[Natural-language object grounding data]
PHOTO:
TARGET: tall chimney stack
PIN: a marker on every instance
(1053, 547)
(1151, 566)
==
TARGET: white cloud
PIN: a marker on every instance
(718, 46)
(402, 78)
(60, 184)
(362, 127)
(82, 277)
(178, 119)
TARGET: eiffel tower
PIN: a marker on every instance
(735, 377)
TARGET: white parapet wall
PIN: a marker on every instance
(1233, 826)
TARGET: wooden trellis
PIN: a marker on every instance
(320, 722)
* * *
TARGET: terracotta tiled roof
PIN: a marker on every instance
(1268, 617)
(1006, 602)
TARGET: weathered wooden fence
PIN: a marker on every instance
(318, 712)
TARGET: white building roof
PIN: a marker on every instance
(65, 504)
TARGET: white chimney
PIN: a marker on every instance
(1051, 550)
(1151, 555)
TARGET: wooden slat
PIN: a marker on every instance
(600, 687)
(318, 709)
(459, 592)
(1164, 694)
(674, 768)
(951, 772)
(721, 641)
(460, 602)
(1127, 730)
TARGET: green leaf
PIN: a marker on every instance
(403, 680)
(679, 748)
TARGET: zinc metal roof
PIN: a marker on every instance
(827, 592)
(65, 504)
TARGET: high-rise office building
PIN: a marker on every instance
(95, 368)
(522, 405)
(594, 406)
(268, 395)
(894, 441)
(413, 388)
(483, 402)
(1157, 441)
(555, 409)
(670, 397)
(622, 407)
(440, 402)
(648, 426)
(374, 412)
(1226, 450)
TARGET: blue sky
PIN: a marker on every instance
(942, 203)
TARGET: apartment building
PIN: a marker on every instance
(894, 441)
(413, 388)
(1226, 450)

HOW TO COMPLETE THIS TASK
The required answer is the run of lines above, starting at the line with "TARGET: wooden slat" and ending at the line with "TARGET: zinc metal roof", reproduced exactly with both ends.

RESULT FOR THIS EXERCISE
TARGET: wooden slat
PIN: a marker on every instance
(600, 687)
(318, 709)
(459, 592)
(1164, 694)
(674, 768)
(951, 772)
(721, 641)
(460, 602)
(1127, 730)
TARGET: green leaf
PIN: a marker on every instance
(403, 680)
(679, 748)
TARGET: zinc metal roof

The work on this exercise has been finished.